● Directions for this task
Copy the listing below letter for letter, passing over each picture.
+++++
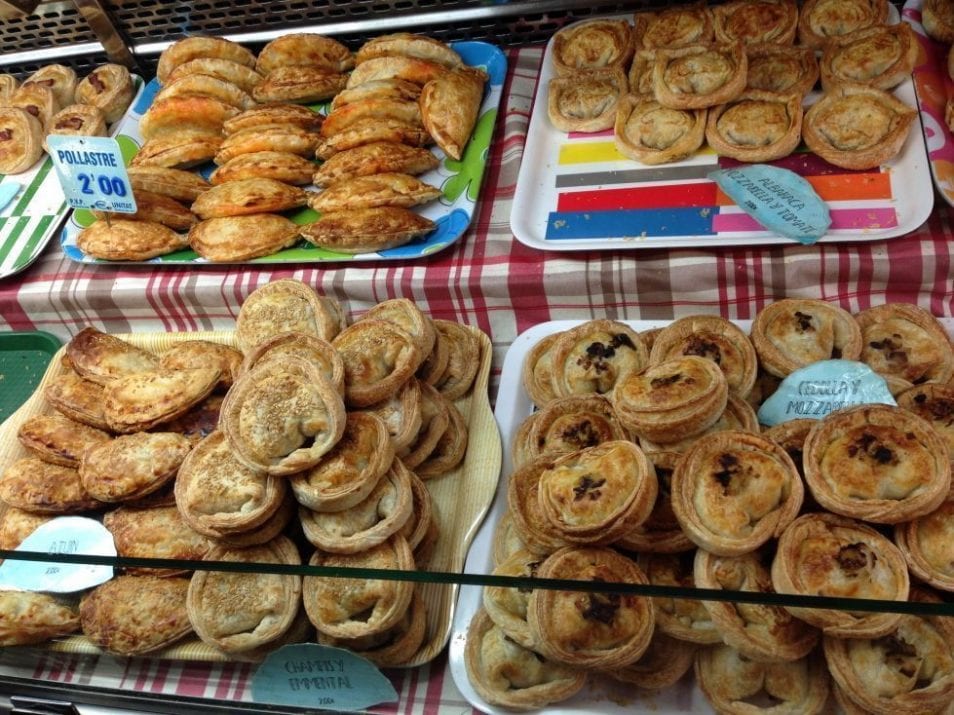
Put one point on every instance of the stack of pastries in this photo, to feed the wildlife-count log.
(387, 103)
(731, 76)
(53, 100)
(644, 462)
(310, 438)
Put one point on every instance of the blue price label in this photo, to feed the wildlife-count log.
(92, 173)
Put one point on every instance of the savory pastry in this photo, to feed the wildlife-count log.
(881, 56)
(760, 632)
(146, 399)
(283, 306)
(592, 45)
(781, 68)
(135, 615)
(39, 487)
(730, 681)
(650, 133)
(27, 617)
(673, 27)
(366, 230)
(408, 45)
(195, 47)
(283, 418)
(102, 358)
(754, 21)
(857, 127)
(820, 20)
(671, 400)
(275, 165)
(792, 333)
(905, 344)
(21, 140)
(218, 495)
(756, 126)
(699, 76)
(450, 105)
(505, 673)
(733, 491)
(241, 238)
(236, 612)
(585, 102)
(823, 554)
(591, 630)
(372, 191)
(128, 240)
(59, 440)
(304, 85)
(353, 607)
(110, 88)
(878, 463)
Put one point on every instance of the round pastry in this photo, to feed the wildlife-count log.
(827, 555)
(856, 126)
(506, 674)
(650, 133)
(878, 463)
(767, 634)
(733, 491)
(792, 333)
(592, 45)
(699, 76)
(730, 682)
(591, 630)
(585, 102)
(880, 56)
(672, 400)
(820, 20)
(756, 126)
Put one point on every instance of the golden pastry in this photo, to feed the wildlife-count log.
(820, 20)
(823, 554)
(699, 76)
(592, 45)
(790, 334)
(585, 102)
(650, 133)
(857, 127)
(733, 491)
(450, 105)
(756, 126)
(127, 240)
(108, 87)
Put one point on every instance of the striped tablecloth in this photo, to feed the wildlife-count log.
(489, 280)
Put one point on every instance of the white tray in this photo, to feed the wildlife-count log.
(593, 181)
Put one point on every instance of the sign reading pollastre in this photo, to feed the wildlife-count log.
(92, 173)
(779, 199)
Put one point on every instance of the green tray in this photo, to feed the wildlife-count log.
(23, 361)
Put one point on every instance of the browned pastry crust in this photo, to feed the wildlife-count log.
(827, 555)
(506, 674)
(594, 630)
(135, 615)
(592, 45)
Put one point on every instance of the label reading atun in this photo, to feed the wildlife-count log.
(92, 173)
(823, 387)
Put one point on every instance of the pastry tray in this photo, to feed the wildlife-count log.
(577, 192)
(31, 219)
(461, 498)
(933, 87)
(459, 182)
(601, 695)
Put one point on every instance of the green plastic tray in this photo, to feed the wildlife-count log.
(23, 361)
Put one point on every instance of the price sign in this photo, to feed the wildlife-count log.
(92, 173)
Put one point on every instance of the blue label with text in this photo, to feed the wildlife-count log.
(92, 173)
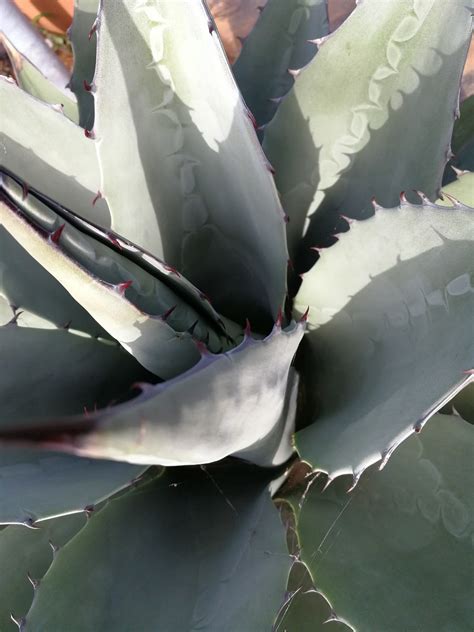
+++++
● Answer box
Put one point on every instance of the stack of pastries in this photo, to feed the wildlife-count log.
(387, 103)
(731, 76)
(53, 100)
(644, 462)
(310, 438)
Put one point on every instance of the blue price label in this photo, to feed the wildlife-count log.
(92, 173)
Put one point on every instance of the savory pastry in this photo, to feed the wildlife-count log.
(881, 56)
(760, 632)
(146, 399)
(283, 306)
(592, 45)
(781, 68)
(135, 615)
(39, 487)
(730, 681)
(650, 133)
(27, 617)
(673, 27)
(366, 230)
(408, 45)
(195, 47)
(283, 418)
(102, 358)
(754, 21)
(857, 127)
(820, 20)
(671, 400)
(275, 165)
(792, 333)
(905, 344)
(21, 140)
(218, 495)
(756, 126)
(699, 76)
(450, 105)
(505, 673)
(733, 491)
(241, 238)
(236, 612)
(585, 102)
(823, 554)
(591, 630)
(372, 191)
(128, 240)
(59, 440)
(304, 85)
(353, 607)
(110, 88)
(878, 463)
Put one point on every instance of the round pastry in this photo, to feed the wildlife-count log.
(827, 555)
(856, 126)
(506, 674)
(650, 133)
(878, 463)
(767, 634)
(733, 491)
(792, 333)
(592, 45)
(699, 76)
(730, 682)
(591, 630)
(585, 102)
(880, 56)
(672, 400)
(820, 20)
(756, 126)
Put one point on every instance of the golden pastry in this photo, to feed the wildlife-count log.
(820, 20)
(823, 554)
(699, 76)
(592, 45)
(790, 334)
(585, 102)
(650, 133)
(857, 127)
(733, 491)
(450, 105)
(756, 126)
(127, 240)
(108, 87)
Put one point on every instance of the striped tablecloth in this photo, to feed the wildlife-count log.
(489, 280)
Put one point on every instance of the white tray in this photo, to feed the wildlife-count log.
(593, 181)
Put one point on every instance of the sign reading pollastre in this photo, to feed the wildlife-count log.
(92, 173)
(779, 199)
Put one point on every instance of the green tray in this photo, to feed the wildlife-count log.
(23, 361)
Put one point on every instance of the browned pastry crust in this photo, to feed the wildlife-count log.
(827, 555)
(506, 674)
(594, 630)
(135, 615)
(592, 45)
Put one point on every instance of the label reading atun in this photo, to feed the wildlife-count log.
(92, 173)
(823, 387)
Put one point on every instance of the pastry tray in this photo, to feed the wildlife-count log.
(577, 192)
(31, 219)
(461, 498)
(933, 87)
(459, 182)
(601, 695)
Put one point on every instance of the green plastic tray in this photo, to feed the wildlife-count log.
(23, 361)
Put one point on every instance of the price sign in this photo, to feed the wildlife-count log.
(92, 173)
Put one point on every instance of the blue label with text in this photo, to feed the wildlife-count log.
(92, 173)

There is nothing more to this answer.